[Excerpts from a dataset]
****

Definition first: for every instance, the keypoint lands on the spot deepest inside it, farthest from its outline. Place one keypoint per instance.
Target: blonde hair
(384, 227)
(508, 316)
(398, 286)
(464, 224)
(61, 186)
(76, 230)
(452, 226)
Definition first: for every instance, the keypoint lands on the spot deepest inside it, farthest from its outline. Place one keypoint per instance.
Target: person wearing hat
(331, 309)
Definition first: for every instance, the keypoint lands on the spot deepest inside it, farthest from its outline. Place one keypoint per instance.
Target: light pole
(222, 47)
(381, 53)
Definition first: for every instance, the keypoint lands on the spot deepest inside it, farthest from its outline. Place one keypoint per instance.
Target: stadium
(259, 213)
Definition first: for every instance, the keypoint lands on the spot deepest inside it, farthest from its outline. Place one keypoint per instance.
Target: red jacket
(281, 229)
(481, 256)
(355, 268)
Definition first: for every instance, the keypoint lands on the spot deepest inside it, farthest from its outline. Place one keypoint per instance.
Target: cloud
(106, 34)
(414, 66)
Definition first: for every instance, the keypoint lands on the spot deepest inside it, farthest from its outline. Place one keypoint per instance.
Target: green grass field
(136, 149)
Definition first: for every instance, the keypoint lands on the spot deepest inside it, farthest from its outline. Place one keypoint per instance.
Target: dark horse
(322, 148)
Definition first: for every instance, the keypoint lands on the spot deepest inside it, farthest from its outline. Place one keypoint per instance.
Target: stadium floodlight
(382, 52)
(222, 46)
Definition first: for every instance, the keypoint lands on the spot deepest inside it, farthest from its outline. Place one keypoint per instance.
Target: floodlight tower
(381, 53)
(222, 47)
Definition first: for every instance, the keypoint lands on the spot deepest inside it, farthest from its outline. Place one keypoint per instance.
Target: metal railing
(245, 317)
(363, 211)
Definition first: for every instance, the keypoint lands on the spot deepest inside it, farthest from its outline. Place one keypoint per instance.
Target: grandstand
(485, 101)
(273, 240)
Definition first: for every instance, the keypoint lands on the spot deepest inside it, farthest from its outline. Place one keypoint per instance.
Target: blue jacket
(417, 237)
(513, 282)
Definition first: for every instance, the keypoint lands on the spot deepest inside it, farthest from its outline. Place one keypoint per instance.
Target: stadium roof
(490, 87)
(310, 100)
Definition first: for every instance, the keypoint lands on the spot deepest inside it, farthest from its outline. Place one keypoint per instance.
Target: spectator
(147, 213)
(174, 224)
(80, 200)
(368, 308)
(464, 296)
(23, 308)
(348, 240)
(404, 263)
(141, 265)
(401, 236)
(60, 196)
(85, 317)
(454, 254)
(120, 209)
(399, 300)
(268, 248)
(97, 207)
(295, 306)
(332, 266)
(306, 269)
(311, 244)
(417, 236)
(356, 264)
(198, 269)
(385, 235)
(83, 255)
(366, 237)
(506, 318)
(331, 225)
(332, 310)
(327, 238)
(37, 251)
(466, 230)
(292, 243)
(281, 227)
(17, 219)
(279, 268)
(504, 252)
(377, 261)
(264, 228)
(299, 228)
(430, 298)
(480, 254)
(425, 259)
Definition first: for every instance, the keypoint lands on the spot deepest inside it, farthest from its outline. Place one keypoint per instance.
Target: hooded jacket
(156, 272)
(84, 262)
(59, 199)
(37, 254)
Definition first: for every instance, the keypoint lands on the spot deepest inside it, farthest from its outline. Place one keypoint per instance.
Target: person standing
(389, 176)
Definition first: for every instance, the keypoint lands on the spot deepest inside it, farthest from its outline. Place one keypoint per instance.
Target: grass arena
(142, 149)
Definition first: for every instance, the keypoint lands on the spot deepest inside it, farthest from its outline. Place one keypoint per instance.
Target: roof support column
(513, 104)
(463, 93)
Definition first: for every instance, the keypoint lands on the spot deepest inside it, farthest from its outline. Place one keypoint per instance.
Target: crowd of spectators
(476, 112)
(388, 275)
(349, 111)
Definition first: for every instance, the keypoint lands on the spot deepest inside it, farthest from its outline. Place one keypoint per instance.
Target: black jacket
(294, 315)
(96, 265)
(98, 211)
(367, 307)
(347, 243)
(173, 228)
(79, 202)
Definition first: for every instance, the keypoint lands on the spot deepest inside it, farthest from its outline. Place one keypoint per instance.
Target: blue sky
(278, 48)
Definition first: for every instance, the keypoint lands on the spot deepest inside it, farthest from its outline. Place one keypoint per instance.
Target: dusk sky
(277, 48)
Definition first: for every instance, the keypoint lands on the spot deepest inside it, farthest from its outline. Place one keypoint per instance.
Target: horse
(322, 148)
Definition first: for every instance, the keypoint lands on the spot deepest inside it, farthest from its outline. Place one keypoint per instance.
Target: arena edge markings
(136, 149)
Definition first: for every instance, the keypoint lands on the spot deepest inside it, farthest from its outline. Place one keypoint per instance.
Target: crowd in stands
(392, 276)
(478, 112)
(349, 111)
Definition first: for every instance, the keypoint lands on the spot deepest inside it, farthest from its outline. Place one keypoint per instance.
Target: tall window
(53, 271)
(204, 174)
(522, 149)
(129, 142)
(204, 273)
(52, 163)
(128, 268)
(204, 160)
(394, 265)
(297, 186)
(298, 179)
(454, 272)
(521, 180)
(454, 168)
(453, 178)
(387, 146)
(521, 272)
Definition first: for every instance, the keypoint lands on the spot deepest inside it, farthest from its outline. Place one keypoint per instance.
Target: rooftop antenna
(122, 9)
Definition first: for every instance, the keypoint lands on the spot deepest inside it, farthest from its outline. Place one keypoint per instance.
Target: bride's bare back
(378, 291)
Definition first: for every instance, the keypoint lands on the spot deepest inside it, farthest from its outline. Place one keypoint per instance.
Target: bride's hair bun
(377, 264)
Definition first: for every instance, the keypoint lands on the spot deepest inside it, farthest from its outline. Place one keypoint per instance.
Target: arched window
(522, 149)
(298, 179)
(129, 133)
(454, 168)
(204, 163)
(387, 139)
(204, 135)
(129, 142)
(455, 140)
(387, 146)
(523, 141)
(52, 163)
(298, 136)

****

» **Assignment**: Copy out all the entries exactly once more.

» **Result of this task**:
Definition first: for every instance, the keypoint lands on the spot deepest inside it, farthest from its outline. Place one keypoint per instance.
Target: blonde hair
(384, 227)
(508, 316)
(398, 286)
(464, 224)
(61, 186)
(76, 230)
(452, 226)
Definition first: for every instance, the keypoint lands on the spot deepest inside it, farthest from its outline. Place one keypoint per instance.
Target: person wearing hat
(331, 309)
Definition first: for every instance, the keypoint lands on the spot deepest inside it, farthest from its outline. Place one keypoint per instance.
Target: light pole
(222, 47)
(381, 53)
Definition first: for every instance, the keypoint lands on the spot deepest inside it, farthest from its outline. Place one keypoint per instance.
Target: stadium
(259, 213)
Definition first: for every instance, the keypoint lands on the spot deepest inside it, farthest from its outline. Place one keypoint per instance.
Target: red jacket
(281, 229)
(481, 256)
(355, 268)
Definition first: for every instance, the keypoint lands on the spot deepest inside it, farthest from its outline. Place one keypoint per instance.
Target: cloud
(106, 34)
(414, 66)
Definition first: for every instance, the keypoint lands on the spot deepest inside it, farthest from its outline. Place one keypoint per instance.
Target: green grass field
(136, 149)
Definition first: for every instance, the keypoint lands on the spot deepest inside it, farthest from its outline. Place one keypoint per instance.
Target: dark horse
(322, 148)
Definition first: for every instance, the keypoint lands on the spot deepest inside it, farthest from its outline. Place one keypoint per instance.
Target: stadium floodlight
(382, 52)
(222, 46)
Definition first: for every instance, the keypoint lands on the spot deepest inside it, farthest from its outline. Place one keypoint per instance.
Target: floodlight tower
(381, 53)
(222, 47)
Definition first: for every instance, the keypoint lands on the spot deepest inside it, farthest from its outline. Place one keypoint per instance.
Target: metal railing
(245, 317)
(363, 211)
Definition first: for every instance, the keypoint lands on the spot deepest inside it, farthest from its outline. Place one keypoint per instance.
Target: grandstand
(485, 101)
(273, 240)
Definition first: for every instance, the keypoint lands on the spot deepest inside it, farthest from its outline. Place one keypoint per instance.
Target: blue jacket
(417, 237)
(513, 282)
Definition first: for every instance, the keypoint lands on the spot deepest inside it, farthest from its outline. Place one keypoint per instance.
Target: stadium roof
(490, 87)
(310, 100)
Definition first: for every instance, the keypoint lands on the spot deepest inside it, farthest from its outline. Place one keypoint per instance.
Target: spectator
(147, 213)
(174, 224)
(80, 200)
(368, 308)
(464, 296)
(23, 308)
(348, 240)
(404, 263)
(141, 265)
(401, 236)
(60, 196)
(85, 317)
(454, 254)
(120, 209)
(399, 300)
(268, 248)
(97, 207)
(295, 306)
(332, 266)
(306, 269)
(311, 244)
(417, 236)
(356, 264)
(198, 269)
(385, 235)
(83, 255)
(366, 237)
(506, 318)
(331, 225)
(332, 310)
(327, 238)
(37, 251)
(466, 230)
(292, 243)
(281, 227)
(17, 219)
(279, 268)
(504, 252)
(377, 261)
(264, 228)
(299, 228)
(430, 298)
(480, 254)
(425, 259)
Definition first: for every instance, the keypoint lands on the spot deepest inside it, farthest from its outline. Place one keypoint per instance.
Target: hooded jacket
(156, 272)
(84, 262)
(59, 199)
(37, 254)
Definition first: for every instance, the keypoint lands on the spot deepest inside it, farthest from its outline. Place one keypoint per instance.
Target: person standing
(389, 176)
Definition first: for every instance, the keypoint lands on the spot deepest inside it, farthest from its outline. Place one keypoint per instance.
Target: grass arena
(142, 149)
Definition first: for every instance, the keypoint lands on the spot deepest inside it, farthest from its outline. Place one keypoint per instance.
Target: roof support column
(513, 104)
(463, 93)
Definition first: for every instance, the keypoint lands on the spot deepest inside it, farthest from its outline. Place one keypoint per instance.
Target: crowd of spectators
(476, 112)
(388, 275)
(349, 111)
Definition first: for every instance, the keypoint lands on the spot deepest inside it, farthest from its outline. Place one keypoint per instance.
Target: black jacket
(294, 315)
(96, 265)
(98, 211)
(367, 307)
(347, 243)
(173, 228)
(79, 202)
Definition first: for every instance, the keypoint lands on the spot deepest inside it, farthest from its outline. Place one keypoint per instance.
Target: blue sky
(278, 48)
Definition first: for every instance, the keypoint lands on the spot deepest inside it, farthest from its outline. Place one keypoint per instance.
Target: dusk sky
(277, 48)
Definition first: for every instance, the keypoint lands on the spot deepest inside it, farthest from its outline. Place one keypoint per instance.
Target: horse
(322, 148)
Definition first: for every instance, the keypoint lands on the spot deepest inside it, farthest from its outline. Place one keypoint per instance.
Target: arena edge markings
(136, 149)
Definition first: for every instance, the keypoint lands on the spot deepest inside it, farthest from its outline. Place one keypoint per instance.
Target: crowd in stands
(392, 276)
(478, 112)
(349, 111)
Definition first: for every instance, the keypoint lands on the spot deepest inside it, farthest from its outline. Place one keypoint per instance.
Target: tall window
(53, 271)
(204, 174)
(522, 149)
(129, 142)
(204, 273)
(52, 163)
(128, 268)
(204, 160)
(394, 265)
(297, 186)
(298, 179)
(454, 272)
(521, 180)
(454, 168)
(453, 178)
(387, 146)
(521, 272)
Definition first: for every instance, the keypoint lands on the spot deepest inside it, farthest from its outline. Place one keypoint per instance.
Target: rooftop antenna
(122, 9)
Definition first: for every instance, the keypoint lands on the spot deepest inside it, farthest from its outline. Place one keypoint per instance.
Target: bride's bare back
(378, 291)
Definition first: for every instance, the keypoint lands on the spot deepest inside it, farthest from its outline. Place one keypoint per instance.
Target: bride's hair bun
(377, 264)
Definition first: for every instance, the keypoint lands on the spot deepest inside it, farthest from its outline. Place one keypoint per instance.
Target: arched window
(522, 149)
(298, 179)
(129, 133)
(454, 168)
(204, 163)
(387, 139)
(204, 135)
(129, 142)
(455, 140)
(387, 146)
(523, 141)
(52, 163)
(298, 136)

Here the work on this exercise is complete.